> [Given records]
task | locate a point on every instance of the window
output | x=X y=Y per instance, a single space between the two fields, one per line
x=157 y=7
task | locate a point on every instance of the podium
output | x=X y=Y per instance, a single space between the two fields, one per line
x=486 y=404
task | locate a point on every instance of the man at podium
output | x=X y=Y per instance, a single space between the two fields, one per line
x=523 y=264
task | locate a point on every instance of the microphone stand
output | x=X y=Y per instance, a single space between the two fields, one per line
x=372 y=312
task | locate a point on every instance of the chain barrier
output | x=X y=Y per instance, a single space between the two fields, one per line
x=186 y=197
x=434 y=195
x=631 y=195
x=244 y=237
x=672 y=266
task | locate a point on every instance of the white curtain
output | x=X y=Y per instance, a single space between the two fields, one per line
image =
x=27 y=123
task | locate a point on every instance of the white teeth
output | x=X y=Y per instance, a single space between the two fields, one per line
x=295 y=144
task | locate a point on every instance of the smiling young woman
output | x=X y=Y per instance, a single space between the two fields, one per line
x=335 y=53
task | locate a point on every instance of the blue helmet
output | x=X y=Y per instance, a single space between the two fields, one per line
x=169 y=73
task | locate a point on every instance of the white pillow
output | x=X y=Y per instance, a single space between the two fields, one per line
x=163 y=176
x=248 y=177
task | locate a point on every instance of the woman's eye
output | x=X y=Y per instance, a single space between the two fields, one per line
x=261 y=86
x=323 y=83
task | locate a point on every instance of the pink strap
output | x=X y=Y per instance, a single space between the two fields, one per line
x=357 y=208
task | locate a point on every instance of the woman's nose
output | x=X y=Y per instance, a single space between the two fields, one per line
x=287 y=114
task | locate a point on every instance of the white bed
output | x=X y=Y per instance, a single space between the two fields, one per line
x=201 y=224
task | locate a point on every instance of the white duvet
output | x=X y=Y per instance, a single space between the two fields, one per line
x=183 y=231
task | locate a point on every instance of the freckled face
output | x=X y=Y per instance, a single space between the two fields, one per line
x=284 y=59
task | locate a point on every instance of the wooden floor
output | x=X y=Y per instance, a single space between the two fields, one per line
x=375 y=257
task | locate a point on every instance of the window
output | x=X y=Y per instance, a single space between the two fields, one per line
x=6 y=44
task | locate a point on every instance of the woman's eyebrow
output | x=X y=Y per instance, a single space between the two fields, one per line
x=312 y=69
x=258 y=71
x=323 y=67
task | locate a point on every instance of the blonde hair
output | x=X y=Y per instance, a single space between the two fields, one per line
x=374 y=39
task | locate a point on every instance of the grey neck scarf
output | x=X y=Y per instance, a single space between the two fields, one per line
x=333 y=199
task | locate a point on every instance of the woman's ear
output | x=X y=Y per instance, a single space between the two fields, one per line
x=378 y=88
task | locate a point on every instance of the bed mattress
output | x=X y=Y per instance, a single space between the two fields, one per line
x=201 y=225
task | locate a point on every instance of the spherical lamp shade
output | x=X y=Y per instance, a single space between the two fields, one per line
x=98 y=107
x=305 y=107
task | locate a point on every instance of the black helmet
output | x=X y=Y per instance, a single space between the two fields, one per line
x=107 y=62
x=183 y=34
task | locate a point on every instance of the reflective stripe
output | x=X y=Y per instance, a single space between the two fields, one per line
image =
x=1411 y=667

> [Task prompt]
The entries above are to be retyped exactly, with nothing left out.

> [Written answer]
task | locate a point on every instance of the window
output | x=X y=Y per instance, a single space between the two fields, one per line
x=157 y=7
task | locate a point on every instance of the podium
output | x=X y=Y per instance, a single space between the two fields, one per line
x=486 y=404
task | locate a point on every instance of the man at podium
output | x=X y=Y per instance, a single space between the two fields, one per line
x=523 y=264
task | locate a point on every instance of the microphone stand
output | x=X y=Y per instance, a single space between the two fields, one per line
x=372 y=312
task | locate a point on every instance of the chain barrier
output | x=X y=Y per instance, a single space between the two fields, one per line
x=186 y=197
x=434 y=195
x=631 y=195
x=244 y=237
x=672 y=266
task | locate a point on every instance of the white curtain
output | x=X y=Y per instance, a single space between the two fields, one per line
image =
x=27 y=123
task | locate a point on every instance of the white teeth
output | x=X y=Y per instance, a single space between the two fields, one per line
x=295 y=144
task | locate a point on every instance of the smiling young woman
output | x=X y=Y per instance, a single space between the two fields, one per line
x=335 y=53
task | locate a point on every instance of the blue helmet
output | x=X y=Y per instance, a single space between the two fields, one per line
x=169 y=73
task | locate a point on every instance of the white pillow
output | x=X y=Y per instance, a single space between the two fields, one per line
x=163 y=176
x=248 y=177
task | locate a point on every instance of the woman's eye
output | x=X y=Y per instance, a single space between the two fields, one per line
x=261 y=86
x=323 y=83
task | locate a point on every instance of the pink strap
output | x=X y=Y per instance, a single space between the two fields, one per line
x=357 y=208
task | locate a point on every instance of the woman's nose
output | x=X y=Y per instance, a single space between the two fields, one per line
x=287 y=114
task | locate a point on every instance of the white bed
output | x=X y=Y per instance, a single space between the two fields, one per line
x=201 y=224
task | locate a point on every instance of the white duvet
output | x=X y=Y per instance, a single space between the two fields, one per line
x=183 y=231
task | locate a point on every instance of the freckled face
output | x=X y=Y per instance, a single space between the two fields, one per line
x=284 y=59
task | locate a point on every instance of the wooden floor
output | x=X y=Y per instance, a single space between the two fields, one per line
x=375 y=257
task | locate a point on every instance of the window
output | x=X y=Y per instance, a single space between the two fields, one per line
x=6 y=44
task | locate a point on every instance of the woman's eyebrow
output | x=X y=Y per instance, a single space between the two fields, one per line
x=312 y=69
x=258 y=71
x=323 y=67
task | locate a point on every instance of the blonde hair
output | x=X y=Y per instance, a single space between the two fields, one per line
x=374 y=39
task | locate a point on every instance of the grey neck scarf
output | x=X y=Y per instance, a single space between the two fields, one per line
x=333 y=199
task | locate a point on every instance of the woman's ear
output | x=X y=Y per instance, a single space between the two fields, one per line
x=378 y=88
task | locate a point on every instance of the bed mattress
output | x=X y=Y per instance, a single space between the two fields, one per line
x=201 y=225
task | locate a point on every instance of the spherical lamp shade
output | x=X y=Y per instance, a single space between the two fields, one per line
x=98 y=107
x=305 y=107
task | locate a point on every instance of the black helmet
output | x=X y=Y per instance, a single space between the two fields, one per line
x=107 y=62
x=183 y=34
task | locate a point on every instance of the reflective stripe
output | x=X y=Y per instance, a single space between the two fields, one per line
image =
x=1411 y=667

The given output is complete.